[AIM OF THE TASK]
Please write out the data exactly, line by line.

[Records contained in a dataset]
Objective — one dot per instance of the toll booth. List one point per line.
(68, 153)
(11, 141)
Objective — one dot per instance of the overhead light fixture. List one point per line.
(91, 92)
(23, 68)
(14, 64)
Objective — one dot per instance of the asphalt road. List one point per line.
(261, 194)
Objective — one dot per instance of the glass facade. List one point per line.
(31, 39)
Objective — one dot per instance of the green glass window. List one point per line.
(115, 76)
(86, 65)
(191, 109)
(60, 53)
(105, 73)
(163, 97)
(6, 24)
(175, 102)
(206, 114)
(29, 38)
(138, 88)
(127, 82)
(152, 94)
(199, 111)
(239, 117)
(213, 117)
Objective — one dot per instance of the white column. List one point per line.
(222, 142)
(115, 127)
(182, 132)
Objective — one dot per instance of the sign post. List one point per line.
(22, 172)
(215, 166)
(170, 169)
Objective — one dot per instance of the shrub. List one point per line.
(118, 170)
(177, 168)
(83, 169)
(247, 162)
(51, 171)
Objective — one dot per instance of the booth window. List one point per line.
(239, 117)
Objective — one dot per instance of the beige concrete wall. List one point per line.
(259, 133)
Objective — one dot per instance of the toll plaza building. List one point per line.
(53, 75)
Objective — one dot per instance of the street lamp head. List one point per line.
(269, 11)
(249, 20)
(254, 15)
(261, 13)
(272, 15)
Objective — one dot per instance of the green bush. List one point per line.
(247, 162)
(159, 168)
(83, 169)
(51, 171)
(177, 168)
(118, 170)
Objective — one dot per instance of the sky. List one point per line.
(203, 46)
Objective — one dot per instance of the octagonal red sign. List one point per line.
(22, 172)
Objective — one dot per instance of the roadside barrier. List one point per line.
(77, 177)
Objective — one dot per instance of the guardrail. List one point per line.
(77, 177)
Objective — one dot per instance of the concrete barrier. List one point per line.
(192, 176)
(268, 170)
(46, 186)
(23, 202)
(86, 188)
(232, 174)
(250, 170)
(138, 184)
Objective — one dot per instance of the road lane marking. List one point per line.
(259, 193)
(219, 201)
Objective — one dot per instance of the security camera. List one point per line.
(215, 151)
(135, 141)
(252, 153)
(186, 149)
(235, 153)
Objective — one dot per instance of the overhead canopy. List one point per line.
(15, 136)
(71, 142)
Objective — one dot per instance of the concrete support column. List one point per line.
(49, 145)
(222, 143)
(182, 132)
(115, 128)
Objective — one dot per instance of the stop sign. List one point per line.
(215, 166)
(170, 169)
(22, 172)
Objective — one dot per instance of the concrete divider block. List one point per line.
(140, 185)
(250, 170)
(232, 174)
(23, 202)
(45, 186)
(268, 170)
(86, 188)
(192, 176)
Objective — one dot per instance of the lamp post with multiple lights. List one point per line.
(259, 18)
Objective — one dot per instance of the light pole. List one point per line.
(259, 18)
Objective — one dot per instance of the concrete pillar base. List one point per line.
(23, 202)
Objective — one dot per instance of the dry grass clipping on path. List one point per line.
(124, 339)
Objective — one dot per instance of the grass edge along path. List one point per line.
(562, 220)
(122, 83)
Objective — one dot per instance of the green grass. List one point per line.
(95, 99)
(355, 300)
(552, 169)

[RESULT OF THE EXERCISE]
Objective — one dot per instance of the toll booth. List one point per line.
(68, 153)
(11, 141)
Objective — one dot per instance of the overhead light fixture. List one point per line.
(91, 92)
(23, 68)
(14, 64)
Objective — one dot per instance of the asphalt road. List one point per line.
(261, 194)
Objective — one dot per instance of the glass facade. List one point per line.
(31, 39)
Objective — one dot per instance of the green glass window. List one point per line.
(115, 76)
(86, 65)
(191, 109)
(60, 53)
(105, 73)
(163, 97)
(6, 24)
(175, 102)
(206, 114)
(29, 38)
(138, 88)
(127, 82)
(152, 94)
(199, 111)
(239, 117)
(213, 117)
Objective — one dot per instance of the white column. List one point per line.
(222, 142)
(115, 127)
(182, 132)
Objective — one dot per instance of the sign post. List one point per line.
(22, 172)
(215, 166)
(170, 169)
Objective — one dot per instance of the shrub. List one point per line.
(118, 170)
(177, 168)
(83, 169)
(247, 162)
(51, 171)
Objective — one dot per instance of the booth window. List one point per line.
(239, 117)
Objective — one dot per instance of the beige concrete wall. List one point per line.
(259, 133)
Objective — one dot per instance of the toll plaza building. List one point per line.
(53, 75)
Objective — one dot per instance of the street lamp head. List one point per line.
(269, 11)
(249, 20)
(254, 15)
(261, 13)
(272, 15)
Objective — one dot per instance of the green bush. List one point per line.
(247, 162)
(159, 168)
(83, 169)
(51, 171)
(177, 168)
(118, 170)
Objective — one dot per instance of the sky. List one point per line.
(203, 46)
Objective — one dot per instance of the octagonal red sign. List one point per line.
(22, 172)
Objective — one dot per instance of the roadside barrier. List one point per line.
(77, 177)
Objective — one dot per instance of the guardrail. List one point per line.
(77, 177)
Objective — one dot per instance of the concrete barrier. List one point per line.
(192, 176)
(268, 170)
(46, 186)
(23, 202)
(86, 188)
(232, 174)
(250, 170)
(138, 184)
Objective — one dot per instance of the road lane marking. List one point per line.
(259, 193)
(219, 201)
Objective — one dot per instance of the security camera. List one point per line.
(215, 151)
(135, 141)
(252, 153)
(186, 149)
(235, 153)
Objective — one dot per instance of the overhead canopy. List one point per line.
(15, 136)
(71, 142)
Objective — one dot per instance of the concrete support column. List one point per line.
(49, 145)
(222, 143)
(182, 132)
(115, 128)
Objective — one dot per instance of the stop sign. List one point per line.
(215, 166)
(170, 169)
(22, 172)
Objective — one dot per instance of the concrete divider block. List one point per line.
(140, 185)
(250, 170)
(232, 174)
(23, 202)
(45, 186)
(268, 170)
(86, 188)
(192, 176)
Objective — one dot per instance of the lamp post with multiple lights. List one point per line.
(259, 18)
Objective — one dot per instance of the light pole. List one point per line.
(259, 18)
Objective — one dot per instance of the concrete pillar base. List one point per line.
(23, 202)
Objective — one dot per instance of the dry grass clipping on path. List one point per line.
(124, 339)
Objective — one dot per instance of the grass edge along path. List one point per line.
(562, 220)
(122, 83)
Objective — one dot per instance of the green grass. List one point per line.
(95, 99)
(355, 300)
(552, 169)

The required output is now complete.